# [What to do]
Here are the records. Print them all exactly.
Data listing START
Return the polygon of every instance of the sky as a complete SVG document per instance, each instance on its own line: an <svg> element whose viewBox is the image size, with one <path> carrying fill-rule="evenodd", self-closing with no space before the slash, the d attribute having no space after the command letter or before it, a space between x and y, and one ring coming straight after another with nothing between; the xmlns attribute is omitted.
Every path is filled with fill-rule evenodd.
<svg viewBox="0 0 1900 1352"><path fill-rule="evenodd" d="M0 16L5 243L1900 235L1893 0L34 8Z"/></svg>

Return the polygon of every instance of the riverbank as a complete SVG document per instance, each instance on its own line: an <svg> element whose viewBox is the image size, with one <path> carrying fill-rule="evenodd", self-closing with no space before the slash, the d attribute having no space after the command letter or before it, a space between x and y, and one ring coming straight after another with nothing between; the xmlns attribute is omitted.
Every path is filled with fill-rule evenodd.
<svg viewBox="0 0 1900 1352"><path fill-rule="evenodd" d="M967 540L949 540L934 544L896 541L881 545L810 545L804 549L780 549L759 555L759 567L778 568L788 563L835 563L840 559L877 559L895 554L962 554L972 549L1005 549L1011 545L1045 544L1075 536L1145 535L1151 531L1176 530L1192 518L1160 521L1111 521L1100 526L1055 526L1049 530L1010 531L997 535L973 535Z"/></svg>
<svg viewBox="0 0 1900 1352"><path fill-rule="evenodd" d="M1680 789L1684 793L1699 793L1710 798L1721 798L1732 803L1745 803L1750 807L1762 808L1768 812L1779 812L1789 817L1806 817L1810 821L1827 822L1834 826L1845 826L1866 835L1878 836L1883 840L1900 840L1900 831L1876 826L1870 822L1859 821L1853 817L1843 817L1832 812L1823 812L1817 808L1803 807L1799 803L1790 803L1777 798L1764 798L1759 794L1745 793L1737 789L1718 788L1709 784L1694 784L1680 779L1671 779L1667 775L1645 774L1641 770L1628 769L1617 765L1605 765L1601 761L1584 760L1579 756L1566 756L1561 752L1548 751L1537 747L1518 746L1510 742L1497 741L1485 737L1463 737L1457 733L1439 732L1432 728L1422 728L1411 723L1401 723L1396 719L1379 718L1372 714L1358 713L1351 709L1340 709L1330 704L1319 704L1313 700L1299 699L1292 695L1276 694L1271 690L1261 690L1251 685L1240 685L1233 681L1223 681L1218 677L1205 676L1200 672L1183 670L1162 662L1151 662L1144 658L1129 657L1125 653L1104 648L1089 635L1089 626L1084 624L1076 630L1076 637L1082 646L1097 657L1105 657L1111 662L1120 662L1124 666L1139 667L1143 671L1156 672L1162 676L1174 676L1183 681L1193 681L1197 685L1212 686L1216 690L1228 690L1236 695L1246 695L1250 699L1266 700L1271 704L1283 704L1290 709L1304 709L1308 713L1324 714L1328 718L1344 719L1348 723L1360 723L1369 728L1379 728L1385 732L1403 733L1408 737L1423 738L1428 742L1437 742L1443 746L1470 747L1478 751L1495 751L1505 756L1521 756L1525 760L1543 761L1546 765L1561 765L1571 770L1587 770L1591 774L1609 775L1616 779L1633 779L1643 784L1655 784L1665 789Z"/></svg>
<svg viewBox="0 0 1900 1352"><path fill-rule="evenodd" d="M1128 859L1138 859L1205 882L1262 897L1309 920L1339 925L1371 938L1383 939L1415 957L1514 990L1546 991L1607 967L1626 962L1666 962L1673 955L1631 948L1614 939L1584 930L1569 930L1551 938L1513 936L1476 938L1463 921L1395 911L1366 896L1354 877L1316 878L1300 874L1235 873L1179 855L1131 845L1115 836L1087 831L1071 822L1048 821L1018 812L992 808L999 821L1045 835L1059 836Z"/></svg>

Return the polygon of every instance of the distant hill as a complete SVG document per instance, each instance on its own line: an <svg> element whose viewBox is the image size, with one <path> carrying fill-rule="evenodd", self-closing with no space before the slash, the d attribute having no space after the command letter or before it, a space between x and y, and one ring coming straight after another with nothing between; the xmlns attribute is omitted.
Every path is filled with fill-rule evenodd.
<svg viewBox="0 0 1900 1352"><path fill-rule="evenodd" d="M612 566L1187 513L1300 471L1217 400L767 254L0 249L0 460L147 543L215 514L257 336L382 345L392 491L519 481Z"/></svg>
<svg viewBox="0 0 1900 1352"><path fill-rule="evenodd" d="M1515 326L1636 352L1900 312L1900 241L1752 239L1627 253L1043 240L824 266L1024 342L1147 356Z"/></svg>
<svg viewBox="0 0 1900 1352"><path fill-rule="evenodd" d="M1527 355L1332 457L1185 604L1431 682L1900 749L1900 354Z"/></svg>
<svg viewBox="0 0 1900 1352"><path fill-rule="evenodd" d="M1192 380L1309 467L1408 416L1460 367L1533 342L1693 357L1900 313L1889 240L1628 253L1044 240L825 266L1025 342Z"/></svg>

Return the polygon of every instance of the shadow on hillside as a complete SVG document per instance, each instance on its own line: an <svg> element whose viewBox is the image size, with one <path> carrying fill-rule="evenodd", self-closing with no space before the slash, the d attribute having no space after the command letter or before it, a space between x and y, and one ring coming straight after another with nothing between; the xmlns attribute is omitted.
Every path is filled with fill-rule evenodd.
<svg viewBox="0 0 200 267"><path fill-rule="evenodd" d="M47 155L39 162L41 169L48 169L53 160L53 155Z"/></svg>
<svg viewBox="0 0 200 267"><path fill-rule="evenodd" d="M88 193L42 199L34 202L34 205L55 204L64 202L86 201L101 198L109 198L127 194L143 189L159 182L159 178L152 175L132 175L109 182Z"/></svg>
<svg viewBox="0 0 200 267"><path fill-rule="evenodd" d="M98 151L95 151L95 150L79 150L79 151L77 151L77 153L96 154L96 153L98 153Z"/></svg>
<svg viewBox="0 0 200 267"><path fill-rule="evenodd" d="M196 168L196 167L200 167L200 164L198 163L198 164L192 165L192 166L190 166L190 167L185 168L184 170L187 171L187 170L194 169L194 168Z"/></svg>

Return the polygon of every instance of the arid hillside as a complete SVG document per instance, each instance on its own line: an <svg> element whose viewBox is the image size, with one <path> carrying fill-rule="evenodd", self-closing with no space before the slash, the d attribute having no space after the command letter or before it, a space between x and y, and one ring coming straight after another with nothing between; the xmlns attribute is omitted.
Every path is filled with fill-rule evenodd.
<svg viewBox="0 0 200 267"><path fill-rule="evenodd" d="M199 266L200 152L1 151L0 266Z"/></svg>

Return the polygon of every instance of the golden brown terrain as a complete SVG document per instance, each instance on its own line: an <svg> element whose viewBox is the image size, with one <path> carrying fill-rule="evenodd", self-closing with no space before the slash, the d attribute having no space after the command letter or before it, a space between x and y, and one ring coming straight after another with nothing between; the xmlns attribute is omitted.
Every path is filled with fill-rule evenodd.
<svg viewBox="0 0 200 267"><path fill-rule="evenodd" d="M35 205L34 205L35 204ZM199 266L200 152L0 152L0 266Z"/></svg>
Data listing END
# [Result of this task]
Return the polygon of every instance of the sky as a complete SVG document per instance, each instance on its own line: an <svg> element whose viewBox is the image size, with one <path> carrying fill-rule="evenodd", self-closing with no space before the slash, the d attribute having no space after the command letter or before it, a space between x and y, and one ring coming straight after another with nothing between; the xmlns attribute is omitted.
Every path is filled with fill-rule evenodd.
<svg viewBox="0 0 1900 1352"><path fill-rule="evenodd" d="M0 16L5 243L1900 235L1893 0L34 8Z"/></svg>

Return the polygon of every instance of the riverbank as a complete SVG document per instance, each instance on its own line: an <svg> element whose viewBox is the image size, with one <path> carrying fill-rule="evenodd", self-closing with no space before the slash, the d attribute having no space after the command letter or before it, a space between x and y, and one ring coming straight after another with nothing between; the xmlns attribute is omitted.
Every path is filled with fill-rule evenodd.
<svg viewBox="0 0 1900 1352"><path fill-rule="evenodd" d="M967 540L949 540L934 544L896 541L881 545L810 545L804 549L780 549L759 555L759 567L778 568L788 563L835 563L840 559L877 559L895 554L962 554L972 549L1005 549L1011 545L1045 544L1075 536L1145 535L1151 531L1176 530L1192 518L1160 521L1111 521L1100 526L1055 526L1049 530L1010 531L997 535L973 535Z"/></svg>
<svg viewBox="0 0 1900 1352"><path fill-rule="evenodd" d="M1680 789L1684 793L1699 793L1710 798L1721 798L1732 803L1745 803L1750 807L1762 808L1768 812L1779 812L1789 817L1806 817L1810 821L1827 822L1834 826L1845 826L1866 835L1878 836L1883 840L1900 840L1900 831L1876 826L1870 822L1859 821L1853 817L1843 817L1832 812L1823 812L1817 808L1803 807L1799 803L1790 803L1777 798L1764 798L1759 794L1745 793L1737 789L1718 788L1709 784L1694 784L1680 779L1671 779L1667 775L1645 774L1641 770L1628 769L1617 765L1605 765L1601 761L1584 760L1579 756L1566 756L1561 752L1548 751L1537 747L1518 746L1510 742L1497 741L1485 737L1463 737L1457 733L1439 732L1432 728L1422 728L1411 723L1401 723L1396 719L1379 718L1372 714L1358 713L1351 709L1340 709L1330 704L1319 704L1313 700L1299 699L1292 695L1276 694L1271 690L1261 690L1251 685L1240 685L1233 681L1223 681L1218 677L1205 676L1200 672L1183 670L1162 662L1151 662L1144 658L1129 657L1125 653L1104 648L1089 635L1089 626L1084 624L1076 630L1076 637L1082 646L1097 657L1105 657L1111 662L1120 662L1124 666L1139 667L1143 671L1156 672L1162 676L1174 676L1183 681L1193 681L1197 685L1212 686L1216 690L1228 690L1236 695L1246 695L1250 699L1266 700L1271 704L1283 704L1290 709L1304 709L1308 713L1324 714L1328 718L1344 719L1348 723L1360 723L1369 728L1379 728L1385 732L1403 733L1408 737L1423 738L1428 742L1437 742L1443 746L1470 747L1478 751L1495 751L1505 756L1521 756L1525 760L1543 761L1546 765L1561 765L1571 770L1587 770L1591 774L1609 775L1616 779L1633 779L1643 784L1655 784L1665 789Z"/></svg>
<svg viewBox="0 0 1900 1352"><path fill-rule="evenodd" d="M1128 859L1138 859L1205 882L1262 897L1309 920L1339 925L1371 938L1383 939L1415 957L1514 990L1546 991L1607 967L1626 962L1666 962L1673 955L1631 948L1614 939L1584 930L1569 930L1551 938L1513 936L1476 938L1463 921L1395 911L1366 896L1354 877L1316 878L1300 874L1235 873L1179 855L1131 845L1115 836L1087 831L1071 822L1048 821L1018 812L992 808L999 821L1045 835L1059 836Z"/></svg>

Return the polygon of every instance of the distant hill as a complete SVG document per instance, each instance on its own line: an <svg> element whose viewBox is the image size, with one <path> carrying fill-rule="evenodd", self-closing with no space before the slash, the d attribute having no space after the command letter or before it, a space between x and y, and one ring coming straight after another with nothing between; the xmlns attribute is omitted.
Every path is filled with fill-rule evenodd.
<svg viewBox="0 0 1900 1352"><path fill-rule="evenodd" d="M612 566L1187 513L1300 471L1217 400L767 254L0 249L0 460L147 543L215 514L257 336L382 345L392 491L519 481Z"/></svg>
<svg viewBox="0 0 1900 1352"><path fill-rule="evenodd" d="M1515 326L1636 352L1900 312L1900 241L1752 239L1627 253L1043 240L824 266L1024 342L1147 356Z"/></svg>
<svg viewBox="0 0 1900 1352"><path fill-rule="evenodd" d="M1527 355L1332 457L1185 604L1431 682L1900 749L1900 354Z"/></svg>
<svg viewBox="0 0 1900 1352"><path fill-rule="evenodd" d="M1192 380L1309 467L1408 416L1460 367L1533 342L1693 357L1900 313L1889 240L1628 253L1044 240L825 266L1025 342Z"/></svg>

Return the polygon of every instance of the shadow on hillside as a complete SVG document per instance, each instance on its own line: an <svg> element whose viewBox is the image size, with one <path> carrying fill-rule="evenodd", self-closing with no space before the slash, the d attribute having no space after the command letter or before it, a space between x and y, and one ring coming straight after another with nothing between; the xmlns attribute is omitted.
Every path is filled with fill-rule evenodd.
<svg viewBox="0 0 200 267"><path fill-rule="evenodd" d="M47 155L39 162L41 169L48 169L53 160L53 155Z"/></svg>
<svg viewBox="0 0 200 267"><path fill-rule="evenodd" d="M88 193L42 199L34 202L34 205L55 204L64 202L86 201L101 198L109 198L127 194L143 189L159 182L159 178L152 175L132 175L109 182Z"/></svg>
<svg viewBox="0 0 200 267"><path fill-rule="evenodd" d="M98 151L95 151L95 150L79 150L79 151L77 151L77 153L96 154L96 153L98 153Z"/></svg>
<svg viewBox="0 0 200 267"><path fill-rule="evenodd" d="M196 168L196 167L200 167L200 164L198 163L198 164L192 165L192 166L190 166L190 167L185 168L184 170L187 171L187 170L194 169L194 168Z"/></svg>

Return the polygon of every instance of the arid hillside as a complete SVG document per instance, each instance on its own line: an <svg> element whose viewBox is the image size, with one <path> carrying fill-rule="evenodd", self-closing with no space before the slash, the d attribute having no space after the command letter or before it, a space between x and y, and one ring coming straight after another with nothing between; the xmlns attribute is omitted.
Every path is filled with fill-rule evenodd.
<svg viewBox="0 0 200 267"><path fill-rule="evenodd" d="M199 266L200 152L1 151L0 266Z"/></svg>

Return the polygon of every instance of the golden brown terrain as a complete SVG document per instance, each instance on its own line: an <svg> element whose viewBox is the image size, with one <path> carrying fill-rule="evenodd", self-closing with no space before the slash, the d attribute having no space after the command letter or before it, a space between x and y, and one ring coming straight after another with nothing between; the xmlns attribute is omitted.
Every path is filled with fill-rule evenodd.
<svg viewBox="0 0 200 267"><path fill-rule="evenodd" d="M35 205L34 205L35 204ZM199 266L200 152L0 152L0 266Z"/></svg>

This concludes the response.